* **What needs to be done**
Return every record below exactly as given.

* **Exercise material**
+--

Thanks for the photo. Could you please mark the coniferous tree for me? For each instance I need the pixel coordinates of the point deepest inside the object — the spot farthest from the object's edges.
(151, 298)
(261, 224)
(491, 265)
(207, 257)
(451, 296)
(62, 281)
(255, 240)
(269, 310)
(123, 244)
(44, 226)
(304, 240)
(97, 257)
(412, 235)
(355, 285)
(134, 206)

+--

* **Result below**
Thanks for the photo. Could you please mark the coniferous tree for me? For each instance I need the pixel coordinates of the point deepest inside the object — the spot farthest from the object's edges.
(151, 298)
(261, 224)
(491, 265)
(207, 257)
(451, 296)
(62, 281)
(255, 240)
(269, 310)
(123, 244)
(44, 226)
(304, 240)
(97, 257)
(412, 235)
(355, 285)
(134, 206)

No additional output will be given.